▶ _INSTRUCTION_
Extract each line of the data below exactly as written.

(Position identification records)
○ ○ ○ ○ ○ ○ ○

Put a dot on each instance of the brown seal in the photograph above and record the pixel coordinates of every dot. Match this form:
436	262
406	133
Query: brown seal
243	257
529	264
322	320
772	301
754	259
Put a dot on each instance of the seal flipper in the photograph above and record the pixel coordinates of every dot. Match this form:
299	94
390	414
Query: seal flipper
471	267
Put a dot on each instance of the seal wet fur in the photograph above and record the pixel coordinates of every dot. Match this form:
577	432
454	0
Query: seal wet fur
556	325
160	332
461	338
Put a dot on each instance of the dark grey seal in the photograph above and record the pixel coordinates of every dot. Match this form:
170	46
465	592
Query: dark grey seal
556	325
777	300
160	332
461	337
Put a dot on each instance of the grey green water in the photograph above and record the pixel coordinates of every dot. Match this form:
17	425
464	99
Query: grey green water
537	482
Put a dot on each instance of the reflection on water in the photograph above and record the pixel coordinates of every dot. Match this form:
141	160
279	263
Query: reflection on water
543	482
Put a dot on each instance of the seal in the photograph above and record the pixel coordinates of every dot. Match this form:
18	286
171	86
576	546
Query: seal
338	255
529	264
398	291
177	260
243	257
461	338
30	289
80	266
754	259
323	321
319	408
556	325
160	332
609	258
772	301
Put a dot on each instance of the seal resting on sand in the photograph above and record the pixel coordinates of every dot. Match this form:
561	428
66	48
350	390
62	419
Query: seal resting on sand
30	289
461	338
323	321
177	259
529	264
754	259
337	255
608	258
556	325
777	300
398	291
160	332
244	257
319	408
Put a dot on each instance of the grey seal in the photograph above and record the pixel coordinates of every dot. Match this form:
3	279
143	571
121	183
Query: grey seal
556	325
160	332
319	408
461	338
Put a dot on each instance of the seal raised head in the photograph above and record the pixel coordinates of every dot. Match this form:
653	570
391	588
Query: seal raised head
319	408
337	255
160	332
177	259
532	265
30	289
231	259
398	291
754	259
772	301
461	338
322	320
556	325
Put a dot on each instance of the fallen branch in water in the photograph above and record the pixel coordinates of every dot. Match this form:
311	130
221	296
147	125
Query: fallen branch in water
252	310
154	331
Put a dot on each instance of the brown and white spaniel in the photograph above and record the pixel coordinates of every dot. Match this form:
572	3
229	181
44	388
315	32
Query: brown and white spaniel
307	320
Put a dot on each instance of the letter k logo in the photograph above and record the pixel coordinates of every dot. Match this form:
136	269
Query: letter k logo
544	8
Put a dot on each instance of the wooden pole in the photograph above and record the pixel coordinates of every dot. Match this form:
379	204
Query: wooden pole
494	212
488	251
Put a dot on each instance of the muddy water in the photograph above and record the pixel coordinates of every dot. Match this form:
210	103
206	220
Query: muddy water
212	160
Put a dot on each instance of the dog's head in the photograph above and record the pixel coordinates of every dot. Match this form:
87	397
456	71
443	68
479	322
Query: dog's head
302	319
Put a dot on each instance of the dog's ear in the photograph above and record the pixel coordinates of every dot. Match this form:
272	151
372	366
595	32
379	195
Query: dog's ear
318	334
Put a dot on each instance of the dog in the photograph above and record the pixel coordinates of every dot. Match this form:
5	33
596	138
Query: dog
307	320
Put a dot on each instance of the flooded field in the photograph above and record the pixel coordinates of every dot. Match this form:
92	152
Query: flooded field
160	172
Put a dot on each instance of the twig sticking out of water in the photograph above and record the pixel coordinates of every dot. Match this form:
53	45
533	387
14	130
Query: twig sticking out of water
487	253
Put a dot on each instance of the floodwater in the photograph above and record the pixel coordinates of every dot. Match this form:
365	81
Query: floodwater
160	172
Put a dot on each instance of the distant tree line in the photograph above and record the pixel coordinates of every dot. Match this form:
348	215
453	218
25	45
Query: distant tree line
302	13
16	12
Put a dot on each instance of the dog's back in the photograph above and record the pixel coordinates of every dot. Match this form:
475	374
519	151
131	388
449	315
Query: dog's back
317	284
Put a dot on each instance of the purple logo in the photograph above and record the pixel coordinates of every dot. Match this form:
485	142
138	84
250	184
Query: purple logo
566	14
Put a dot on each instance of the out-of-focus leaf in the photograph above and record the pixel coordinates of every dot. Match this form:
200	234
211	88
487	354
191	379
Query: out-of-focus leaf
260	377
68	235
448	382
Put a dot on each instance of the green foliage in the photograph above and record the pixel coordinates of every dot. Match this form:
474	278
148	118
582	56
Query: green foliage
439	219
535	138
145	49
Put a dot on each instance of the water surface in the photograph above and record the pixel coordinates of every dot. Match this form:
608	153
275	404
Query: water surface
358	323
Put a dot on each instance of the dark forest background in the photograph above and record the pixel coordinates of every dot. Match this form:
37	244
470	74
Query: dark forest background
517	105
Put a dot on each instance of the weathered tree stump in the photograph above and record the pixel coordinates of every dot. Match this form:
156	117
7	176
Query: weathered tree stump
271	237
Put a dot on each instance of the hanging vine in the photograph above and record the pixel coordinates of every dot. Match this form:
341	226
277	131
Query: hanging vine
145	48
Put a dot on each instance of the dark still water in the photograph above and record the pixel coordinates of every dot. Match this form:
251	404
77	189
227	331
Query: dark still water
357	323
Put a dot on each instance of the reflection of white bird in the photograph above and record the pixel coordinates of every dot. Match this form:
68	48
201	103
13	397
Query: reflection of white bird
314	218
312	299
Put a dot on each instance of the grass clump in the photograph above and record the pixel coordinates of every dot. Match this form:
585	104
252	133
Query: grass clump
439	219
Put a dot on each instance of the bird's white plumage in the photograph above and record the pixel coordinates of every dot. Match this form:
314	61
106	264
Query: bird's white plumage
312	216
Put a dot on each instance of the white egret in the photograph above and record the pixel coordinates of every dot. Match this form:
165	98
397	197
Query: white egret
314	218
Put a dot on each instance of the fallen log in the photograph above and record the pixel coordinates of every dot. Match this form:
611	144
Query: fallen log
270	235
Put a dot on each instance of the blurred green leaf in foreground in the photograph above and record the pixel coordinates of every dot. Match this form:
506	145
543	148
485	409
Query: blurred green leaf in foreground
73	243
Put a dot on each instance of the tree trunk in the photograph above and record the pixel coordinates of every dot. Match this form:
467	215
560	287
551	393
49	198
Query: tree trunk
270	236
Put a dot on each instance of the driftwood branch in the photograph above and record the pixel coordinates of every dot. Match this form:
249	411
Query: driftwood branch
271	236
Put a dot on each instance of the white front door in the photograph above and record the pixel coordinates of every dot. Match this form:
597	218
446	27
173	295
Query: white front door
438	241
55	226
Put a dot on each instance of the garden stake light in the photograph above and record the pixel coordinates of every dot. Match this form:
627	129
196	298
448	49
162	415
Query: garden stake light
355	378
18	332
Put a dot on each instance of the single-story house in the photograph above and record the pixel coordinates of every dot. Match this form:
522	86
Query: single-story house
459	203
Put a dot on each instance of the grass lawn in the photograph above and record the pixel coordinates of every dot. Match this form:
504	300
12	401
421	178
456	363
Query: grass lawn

○ ○ ○ ○ ○ ○ ○

▶ _THE RESPONSE_
Put a dot on each instance of the brown seal in the photograph above and record the pixel coordinates of every dot. Match this form:
436	262
406	133
Query: brown seal
243	257
529	264
322	320
772	301
754	259
Put a dot on each instance of the seal flipper in the photograph above and record the pixel coordinates of every dot. Match this form:
299	94
390	414
Query: seal flipper
471	267
Put a dot on each instance of the seal wet fur in the photograph above and record the pixel coordinates of every dot. Match this form:
577	432
454	0
Query: seal wet fur
556	325
160	332
461	338
Put a dot on each instance of the dark grey seal in the photograph above and record the pixel coordinates of every dot. Match this form:
170	46
465	592
Query: dark grey seal
556	325
777	300
160	332
461	337
Put a dot on each instance of the grey green water in the photograph above and record the pixel coordinates of every dot. Match this form:
17	425
464	99
Query: grey green water
537	482
Put a dot on each instance of the reflection on water in the photograph above and record the pixel coordinates of every dot. Match this form:
141	160
279	263
Query: reflection on water
543	482
Put a dot on each instance of the seal in the photograph above and record the pixel coordinates of every dot. Match this form:
18	286
171	86
576	546
Query: seal
338	255
529	264
398	291
177	260
243	257
461	338
30	289
80	266
754	259
323	321
319	408
556	325
160	332
609	258
772	301
Put a dot on each instance of the seal resting on sand in the photograph above and record the pixel coordinates of every dot. Match this form:
561	428
66	48
350	390
62	419
Query: seal resting on sand
30	289
461	338
323	321
177	259
529	264
754	259
337	255
608	258
556	325
777	300
398	291
160	332
244	257
319	408
Put a dot on each instance of the grey seal in the photograph above and record the pixel coordinates of every dot. Match this form:
3	279
143	571
121	183
Query: grey seal
556	325
160	332
319	408
461	338
Put a dot on each instance of the seal raised head in the photograph above and record the pixel coordinates of every dot. Match this form:
653	570
391	588
Query: seal raised head
319	408
337	255
160	332
177	259
532	265
30	289
231	259
398	291
754	259
772	301
461	338
322	320
556	325
Put a dot on each instance of the fallen branch in water in the photograph above and record the pixel coordinates of every dot. Match this form:
311	130
221	296
147	125
Query: fallen branch in water
252	310
154	331
Put a dot on each instance of the brown and white spaniel in the photograph above and record the pixel coordinates of every dot. Match this form:
572	3
229	181
44	388
315	32
Query: brown and white spaniel
307	320
Put a dot on each instance of the letter k logo in the photograph above and record the pixel coordinates of every dot. Match this form:
136	269
Query: letter k logo
544	8
Put a dot on each instance of the wooden pole in the photograph above and record the pixel coordinates of every dot. Match this form:
379	204
Query: wooden pole
494	212
488	251
Put a dot on each instance of the muddy water in the photograph above and record the pixel coordinates of every dot. Match this form:
210	103
206	220
Query: muddy water
212	160
Put a dot on each instance of the dog's head in the photograph above and record the pixel coordinates of every dot. Match this form:
87	397
456	71
443	68
479	322
Query: dog's head
302	319
Put a dot on each instance of the dog's ear in the photograph above and record the pixel coordinates of every dot. Match this form:
272	151
372	366
595	32
379	195
Query: dog's ear
318	334
Put a dot on each instance of the dog in the photograph above and record the pixel coordinates of every dot. Match this form:
5	33
596	138
Query: dog
307	320
Put a dot on each instance of the flooded field in the photograph above and record the pixel coordinates of every dot. Match this form:
92	152
Query: flooded field
160	172
Put a dot on each instance of the twig sticking out of water in the photograph above and record the pixel coordinates of every dot. Match this form:
53	45
533	387
14	130
Query: twig sticking out of water
487	253
Put a dot on each instance of the floodwater in the photograph above and record the pixel coordinates of every dot. Match this form:
365	81
Query: floodwater
160	172
Put a dot on each instance of the distant tree line in the photograph above and record the pixel coordinates of every dot. Match this form:
348	215
453	218
25	45
Query: distant tree line
302	13
16	12
Put a dot on each instance of the dog's back in the photograph above and record the pixel coordinates of every dot. Match this form:
475	374
519	151
131	388
449	315
Query: dog's back
317	284
Put a dot on each instance of the purple logo in the photograph above and record the pixel coordinates of every dot. Match this form:
485	142
138	84
250	184
Query: purple logo
566	14
Put a dot on each instance of the out-of-focus leaf in the photograph above and record the pixel coordinates of every dot. Match this form:
200	234
211	88
487	354
191	379
Query: out-of-focus leaf
260	377
68	235
448	382
Put a dot on each instance of the green foliage in the photograph above and record the pixel coordinates of every dot. Match this form:
474	278
148	118
582	56
Query: green foliage
439	219
535	138
145	49
Put a dot on each instance of the water surface in the photograph above and record the pixel coordinates of every dot. Match this form:
608	153
275	404
Query: water surface
358	323
Put a dot on each instance of the dark forest background in the photograph above and record the pixel coordinates of every dot. Match this form:
37	244
470	74
Query: dark forest background
517	105
Put a dot on each instance of the weathered tree stump in the photograph above and record the pixel coordinates of every dot. Match this form:
156	117
7	176
Query: weathered tree stump
271	237
Put a dot on each instance of the hanging vine in the photograph above and record the pixel coordinates of every dot. Match this form:
341	226
277	131
Query: hanging vine
145	48
Put a dot on each instance of the dark still water in the photograph above and record the pixel coordinates of every dot. Match this form:
251	404
77	189
227	331
Query: dark still water
357	323
Put a dot on each instance of the reflection of white bird in the photograph above and record the pixel coordinates of every dot. Match this form:
68	48
201	103
13	397
Query: reflection of white bird
314	218
312	299
Put a dot on each instance of the grass clump in the photograph above and record the pixel coordinates of every dot. Match this form:
585	104
252	133
Query: grass clump
439	219
Put a dot on each instance of the bird's white plumage in the photograph above and record the pixel coordinates of every dot. Match this form:
314	61
106	264
Query: bird's white plumage
312	216
Put a dot on each instance of the white egret in the photograph above and record the pixel coordinates of every dot. Match this form:
165	98
397	197
Query: white egret
314	218
Put a dot on each instance of the fallen log in the photograph above and record the pixel coordinates of every dot. Match this form:
611	144
Query: fallen log
270	235
Put a dot on each instance of the blurred green leaf in foreground in the photograph above and record the pixel coordinates of every dot. Match this form:
506	145
543	148
485	409
Query: blurred green leaf in foreground
73	243
Put a dot on each instance of the tree trunk in the photograph above and record the pixel coordinates of every dot. Match this form:
467	215
560	287
551	393
49	198
Query: tree trunk
270	236
Put a dot on each instance of the driftwood branch in the photograph above and record the pixel coordinates of every dot. Match this form:
249	411
Query: driftwood branch
271	236
Put a dot on each instance of the white front door in the photograph above and record the pixel coordinates of every dot. Match this form:
597	218
446	27
173	295
Query: white front door
438	241
55	226
Put a dot on each instance of the garden stake light in the photograph above and record the pixel coordinates of every dot. Match this form:
627	129
196	298
448	49
162	415
Query: garden stake light
355	378
18	332
Put a dot on each instance of the single-story house in the photograph above and record the pixel coordinates of every dot. Match this form:
522	86
Query: single-story house
459	203
Put a dot on each instance of the grass lawn in the photograph above and record the pixel coordinates of every dot. Match this form:
504	300
12	401
421	178
456	363
Query: grass lawn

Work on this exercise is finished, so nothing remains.